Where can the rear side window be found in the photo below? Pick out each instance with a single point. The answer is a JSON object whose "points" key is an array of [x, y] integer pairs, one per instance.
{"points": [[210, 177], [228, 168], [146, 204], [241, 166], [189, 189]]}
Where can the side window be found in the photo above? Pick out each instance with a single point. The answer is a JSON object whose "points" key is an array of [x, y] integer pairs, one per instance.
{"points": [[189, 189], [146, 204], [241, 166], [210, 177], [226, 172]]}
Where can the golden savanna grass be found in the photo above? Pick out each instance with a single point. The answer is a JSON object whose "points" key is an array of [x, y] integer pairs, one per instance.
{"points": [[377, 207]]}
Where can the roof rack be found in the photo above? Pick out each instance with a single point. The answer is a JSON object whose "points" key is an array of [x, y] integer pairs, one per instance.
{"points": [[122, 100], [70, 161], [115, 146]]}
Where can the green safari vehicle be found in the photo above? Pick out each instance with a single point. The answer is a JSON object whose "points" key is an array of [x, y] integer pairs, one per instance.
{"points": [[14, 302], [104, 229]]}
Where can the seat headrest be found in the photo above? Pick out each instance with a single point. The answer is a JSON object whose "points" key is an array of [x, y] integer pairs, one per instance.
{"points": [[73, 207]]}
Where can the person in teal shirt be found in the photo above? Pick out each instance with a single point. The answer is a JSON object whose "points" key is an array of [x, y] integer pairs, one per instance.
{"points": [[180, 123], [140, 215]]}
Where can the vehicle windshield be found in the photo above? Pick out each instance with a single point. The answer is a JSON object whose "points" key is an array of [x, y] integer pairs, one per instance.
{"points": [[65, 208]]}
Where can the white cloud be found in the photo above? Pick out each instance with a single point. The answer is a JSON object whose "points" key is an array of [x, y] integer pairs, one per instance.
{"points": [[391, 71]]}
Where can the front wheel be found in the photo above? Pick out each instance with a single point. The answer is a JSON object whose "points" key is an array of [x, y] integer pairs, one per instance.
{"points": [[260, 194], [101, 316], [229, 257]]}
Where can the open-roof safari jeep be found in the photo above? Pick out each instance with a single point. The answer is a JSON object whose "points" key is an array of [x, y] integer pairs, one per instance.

● ● ● ● ●

[What you should do]:
Can you retype every one of the records above word for word, with no changes?

[Expected answer]:
Where can the rear side window be found in the photo below? Pick out each instance with a single point. The answer is a JSON object whose "points" key is an array of [x, y] integer pairs, one per instance.
{"points": [[210, 177], [228, 168], [146, 204], [241, 166], [189, 189]]}
Where can the side window be found in the photo above? Pick out each instance with a single point. The answer is a JSON object whose "points" key is an array of [x, y] integer pairs, one per instance.
{"points": [[189, 189], [146, 204], [241, 166], [210, 177], [226, 172]]}
Where can the golden savanna grass be found in the photo above? Pick out each instance with a single point. The answer is a JSON object whose "points" key is an array of [x, y] integer pairs, one per instance.
{"points": [[377, 207]]}
Where can the roof rack be found in the photo above? Pick out each instance with a single point. The answer is a JSON object whose "points" key is an array of [x, y] integer pairs, one per instance.
{"points": [[122, 100], [70, 161], [115, 146]]}
Where can the green safari vehicle be found in the photo above? Pick out each instance with a single point. The answer is a JSON object whose "points" key is an array of [x, y] integer pairs, one per instance.
{"points": [[14, 302], [104, 229]]}
Where can the seat headrest be found in the photo above? Pick out each instance with a single point. The answer is a JSON object whose "points" key is an array of [x, y] integer pairs, one per instance.
{"points": [[73, 207]]}
Where can the person in teal shirt be found in the photo above? Pick out each instance with a single point. The answer is a JSON object whose "points" key is an array of [x, y] integer pairs, one per instance.
{"points": [[180, 123], [140, 215]]}
Where can the vehicle windshield be found in the photo above? Pick out each instance with a single point. The answer is a JSON object whose "points" key is an array of [x, y] integer pairs, one per instance.
{"points": [[65, 208]]}
Where can the white cloud be found in the photo above? Pick out each instance with a single point. The answer is a JSON object whose "points" key is an array of [x, y] integer pairs, one per instance.
{"points": [[391, 71]]}
Where can the front wheel be found in the photo above? Pick out each instance with a single point. The answer is a JSON object whose "points" key is an array of [x, y] integer pairs, one per instance.
{"points": [[260, 194], [101, 316], [229, 257]]}
Where can the open-roof safari jeep be found in the photo above? Pick out each instance with a single point. The answer is a JSON object whose "points" key is an array of [x, y] integer pairs, one per instance.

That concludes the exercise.